### Written exercise
Rewrite the entries below, replacing "largest disc" with "biggest circle" everywhere it occurs and changing nothing else. Leave the pictures out of your answer.

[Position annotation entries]

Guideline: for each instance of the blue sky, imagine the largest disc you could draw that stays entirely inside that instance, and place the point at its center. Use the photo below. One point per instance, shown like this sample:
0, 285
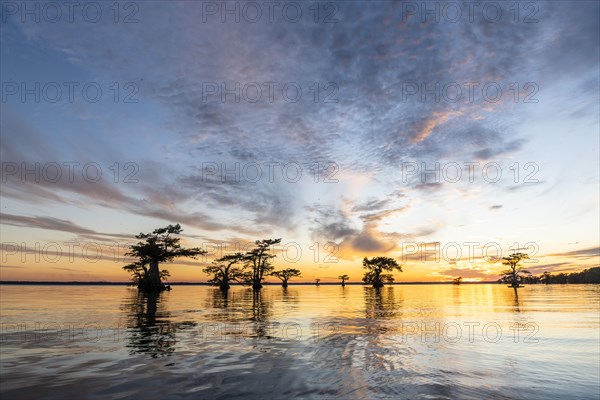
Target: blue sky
367, 130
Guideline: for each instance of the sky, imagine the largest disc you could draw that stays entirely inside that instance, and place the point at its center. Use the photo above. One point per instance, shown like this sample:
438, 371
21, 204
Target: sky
440, 134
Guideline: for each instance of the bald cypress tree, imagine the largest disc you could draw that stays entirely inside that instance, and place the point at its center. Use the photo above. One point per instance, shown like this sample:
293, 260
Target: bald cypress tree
161, 245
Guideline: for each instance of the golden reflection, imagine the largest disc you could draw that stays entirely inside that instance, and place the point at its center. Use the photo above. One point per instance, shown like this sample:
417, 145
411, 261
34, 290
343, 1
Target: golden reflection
148, 326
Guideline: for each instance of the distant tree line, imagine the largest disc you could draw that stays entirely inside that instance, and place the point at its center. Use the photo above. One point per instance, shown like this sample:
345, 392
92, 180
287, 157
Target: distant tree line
591, 275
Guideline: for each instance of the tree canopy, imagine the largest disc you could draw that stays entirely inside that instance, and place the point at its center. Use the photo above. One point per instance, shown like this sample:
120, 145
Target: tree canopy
376, 268
514, 275
161, 245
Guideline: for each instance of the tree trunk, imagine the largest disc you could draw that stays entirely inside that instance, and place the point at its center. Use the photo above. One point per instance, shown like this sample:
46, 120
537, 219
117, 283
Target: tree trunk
377, 283
152, 283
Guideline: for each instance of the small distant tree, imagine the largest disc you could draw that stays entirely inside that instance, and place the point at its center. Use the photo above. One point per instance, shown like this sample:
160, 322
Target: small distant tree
285, 275
344, 278
159, 246
225, 270
259, 261
546, 277
514, 275
376, 268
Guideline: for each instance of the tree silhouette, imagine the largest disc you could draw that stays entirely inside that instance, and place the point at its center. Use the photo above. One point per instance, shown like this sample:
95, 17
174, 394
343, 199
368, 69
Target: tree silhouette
225, 270
375, 268
158, 246
344, 278
515, 274
285, 275
258, 260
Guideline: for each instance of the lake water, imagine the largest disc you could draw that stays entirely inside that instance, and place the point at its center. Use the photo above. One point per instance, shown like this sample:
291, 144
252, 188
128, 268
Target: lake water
402, 341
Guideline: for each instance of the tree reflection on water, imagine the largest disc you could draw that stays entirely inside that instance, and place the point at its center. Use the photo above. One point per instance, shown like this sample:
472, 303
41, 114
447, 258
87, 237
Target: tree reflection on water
148, 326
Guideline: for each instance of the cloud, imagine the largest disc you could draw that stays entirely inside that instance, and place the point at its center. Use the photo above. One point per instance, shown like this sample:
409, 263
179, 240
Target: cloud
582, 253
55, 224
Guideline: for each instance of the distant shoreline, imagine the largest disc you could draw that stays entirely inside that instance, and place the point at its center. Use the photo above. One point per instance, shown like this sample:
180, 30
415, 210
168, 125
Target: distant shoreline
78, 283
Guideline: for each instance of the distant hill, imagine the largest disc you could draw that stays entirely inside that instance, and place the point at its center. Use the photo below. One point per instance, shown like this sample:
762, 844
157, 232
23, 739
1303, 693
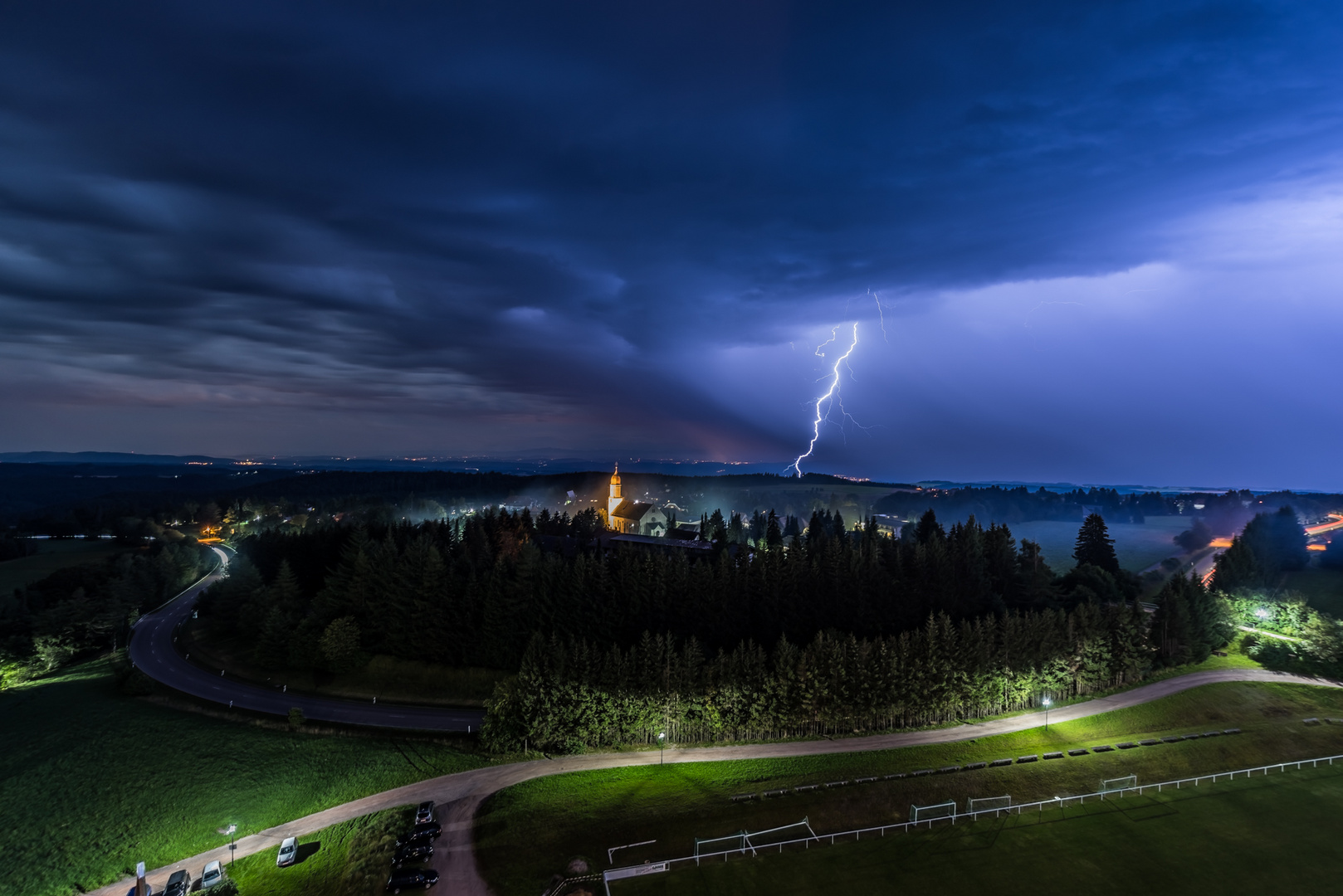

### Result
Guideline: for each instance of the blue sky, imagine the biggest circle you could draw that stays entirely inside that instance, and place the point at its center. Use the photo below. One point per instance, shown like this sample:
0, 285
Target: blue sky
367, 130
Guideline: for each instance of the sky, imagine the biggest circle you could draw that stays entirely inside that instance, and place the point at its center. Use the photo above. One point per instance, shown like this sample:
438, 371
21, 204
Target: sky
440, 134
Guideline: for each instance of the bald cypress tree, imagine the biggest circle you could draw that stays entirely inside that instance, and place the point at its center. Use the photo above. One point per instance, shown like this sample:
293, 260
Target: bald cypress tree
161, 245
Guideline: for each instance of the golden reflection, imagine the biggest circle you could draw that stays entirely inside that instance, and place the point at its center. Use the photo above. One point per instance, shown like this sample:
417, 145
411, 261
34, 290
343, 1
Target: golden reflection
148, 326
Guideline: for each instance of the distant tree line, imagine the biggest circle you could draw that stays entirely inside that instance, and place the point at its center. Use the photo above. One point per instance, shown like this sample:
345, 392
92, 180
287, 157
Target: distant tree line
591, 275
Guideline: for each instance of the tree canopy, imagine the biggest circle you could draw that stays entirely inside that instance, and place the point at its center. Use the photo above. One point per instance, shown like this sample:
120, 145
Target: tree canopy
376, 268
514, 275
161, 245
Guideline: for each instance of the tree trunk, imagine the biggest circle you could draw that stays entirely inside that instance, and place the point at its center. Use the photo above. One point per instance, shown like this sample:
46, 120
537, 219
117, 283
Target: tree trunk
377, 283
152, 283
Guideline: for each instance of the small distant tree, imagine the biggest circle you could draw that stays entirely inside that instance, and place the point at its center. Use the photo above. One point per instance, shown like this sample:
160, 322
Target: small distant tree
285, 275
344, 278
159, 246
225, 270
259, 261
546, 277
514, 275
376, 268
Guideline: for each instance of the tree silhouette, imagine the biggest circle you could draw that stays entirely inside that instance, and place the point at its center. Use the photo above. One point per instance, shown like this sample:
95, 17
174, 394
343, 199
368, 69
Target: tree silhouette
225, 270
375, 268
158, 246
344, 278
515, 274
285, 275
258, 260
Guideline: for each instance of the lake water, imagine the biggest circle you could draw that stays entirely inside that instance, and place the point at its center. Use the photo above. One point per instance, shown like this sample:
291, 144
252, 188
128, 268
Target: lake water
402, 341
Guideline: for each instance of the tree reflection on water, imagine the biggest circle you could draw that stays entirely inside that instance, and place the point at its center. Use the photo above. One point per instance, shown like this sample:
472, 303
41, 114
447, 258
87, 237
Target: tree reflection on water
148, 326
Guideline: for each instance of the cloud, imagine the biggest circle you could draw that stays entirely inside that instance, and place the point at its center. Use the photo above. One point per instance, shown like this sample:
409, 263
179, 240
Target: cloud
582, 253
55, 224
Guideline: for each instance of the distant shoreline, imagine the biggest circle you could draw that stays entirely inside that instance, and place the point at its center. Use the photo above. One point per instance, shown like this sample:
180, 30
415, 210
168, 125
Target: distant shoreline
78, 283
Guideline: for each instance of the distant hill, imagine the biggest circle you could draw that stays entirely inside that instance, and place the point at its center. Use the photo below. One point per instance, shown like this sample:
762, 844
157, 232
23, 739
1303, 693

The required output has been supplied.